- Tarefa proposta 1: Como ficam os registros, do início até a linha que contém "<point>164,319</point>", inclusive, se "Query" for trocado por "Consulta"? Reescreva esse trecho sem mudar mais nada.

- Trecho da crítica:

□ □ □ □ □

Crítica: Clube dos Vândalos

The Bikeriders, EUA, 2023



Trailer · Letterboxd · IMDB · RottenTomatoes

★★★★☆


A abordagem que o diretor e roteirista Jeff Nichols adota em Clube dos Vândalos faz com que o resultado fique muito mais próximo de um documentário do que de um drama. Ainda assim, a narrativa consegue capturar com sucesso a inquietude e as contradições de um inconformista grupo de personagens em um marcante período da História dos EUA. Esse é mais um filme que cobre a ascensão e a queda da contracultura, servindo como complemento para exemplares como Medo e Delírio, Vício Inerente, Era uma vez em… Hollywood e Os 7 de Chicago.

clube dos vândalos

Apesar da abordagem documental e de se inspirar em pessoas reais, Clube dos Vândalos é uma ficção baseada no trabalho do fotógrafo Danny Lyon (Mike Faist). Nos anos 1960, Lyon se juntou ao clube de motoqueiros Chicago Outlaws, colhendo imagens e entrevistas que resultariam no livro The Bikeriders. A partir desse material (parcialmente disponibilizado pelo fotógrafo em seu site) e do contato com o próprio Lyon, o diretor Jeff Nichols compôs as versões fictícias das pessoas reais.

No filme, os Outlaws são substituídos pelos Chicago Vandals. A história é contada sob o ponto de vista de Kathy Bauer (Jodie Comer) e de seu relacionamento com o motoqueiro Benny (Austin Butler), que representa um ideal de rebeldia e inconformismo para os outros membros do grupo. O casal forma uma espécie de triângulo amoroso com Johnny (Tom Hardy), líder dos Vândalos com o qual Kathy precisa competir pela atenção de Benny.

A narração de Kathy, que foi inspirada nas gravações da Kathy da vida real, dá simultaneamente um tom de autenticidade e de mitologia à história. Ao mesmo tempo em que ela é representada como uma pessoa recontando suas memórias e suas experiências de vida, as formas com as quais ela apresenta os personagens dão a eles um aspecto lendário, como se fossem criaturas fantásticas que um dia caminharam sobre a Terra. Seu ponto de vista também é importante para ressaltar a distância entre o mundo dos “rebeldes das motocicletas” e o mundo dos “caretas”.

□ □ □ □ □

- Trechos dos registros:
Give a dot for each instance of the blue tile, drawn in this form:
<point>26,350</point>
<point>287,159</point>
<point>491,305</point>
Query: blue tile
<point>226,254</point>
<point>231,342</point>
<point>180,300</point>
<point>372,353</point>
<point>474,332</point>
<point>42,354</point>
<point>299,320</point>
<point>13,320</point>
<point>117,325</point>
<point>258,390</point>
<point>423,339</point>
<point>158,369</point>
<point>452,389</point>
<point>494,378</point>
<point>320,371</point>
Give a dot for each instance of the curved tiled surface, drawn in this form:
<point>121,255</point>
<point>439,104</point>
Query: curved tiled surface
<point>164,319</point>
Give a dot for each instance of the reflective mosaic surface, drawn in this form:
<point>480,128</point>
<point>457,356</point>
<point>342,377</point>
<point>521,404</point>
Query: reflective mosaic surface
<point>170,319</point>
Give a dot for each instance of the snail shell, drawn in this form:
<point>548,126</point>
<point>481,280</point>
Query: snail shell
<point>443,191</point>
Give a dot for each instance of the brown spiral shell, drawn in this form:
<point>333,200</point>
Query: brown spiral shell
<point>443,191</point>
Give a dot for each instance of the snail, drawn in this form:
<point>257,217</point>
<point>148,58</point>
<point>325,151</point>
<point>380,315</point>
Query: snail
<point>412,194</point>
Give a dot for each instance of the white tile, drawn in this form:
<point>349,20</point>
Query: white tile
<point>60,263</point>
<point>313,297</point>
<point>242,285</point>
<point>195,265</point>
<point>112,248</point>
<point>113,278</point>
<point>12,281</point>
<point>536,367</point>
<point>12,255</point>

□ □ □ □ □

- Tarefa proposta 2: Qual é o trecho da crítica entre "No filme, os" e "atenção de Benny.", inclusive? Transcreva-o sem nenhuma alteração.

- Resposta final 1:
Give a dot for each instance of the blue tile, drawn in this form:
<point>26,350</point>
<point>287,159</point>
<point>491,305</point>
Consulta: blue tile
<point>226,254</point>
<point>231,342</point>
<point>180,300</point>
<point>372,353</point>
<point>474,332</point>
<point>42,354</point>
<point>299,320</point>
<point>13,320</point>
<point>117,325</point>
<point>258,390</point>
<point>423,339</point>
<point>158,369</point>
<point>452,389</point>
<point>494,378</point>
<point>320,371</point>
Give a dot for each instance of the curved tiled surface, drawn in this form:
<point>121,255</point>
<point>439,104</point>
Consulta: curved tiled surface
<point>164,319</point>

- Resposta final 2:
No filme, os Outlaws são substituídos pelos Chicago Vandals. A história é contada sob o ponto de vista de Kathy Bauer (Jodie Comer) e de seu relacionamento com o motoqueiro Benny (Austin Butler), que representa um ideal de rebeldia e inconformismo para os outros membros do grupo. O casal forma uma espécie de triângulo amoroso com Johnny (Tom Hardy), líder dos Vândalos com o qual Kathy precisa competir pela atenção de Benny.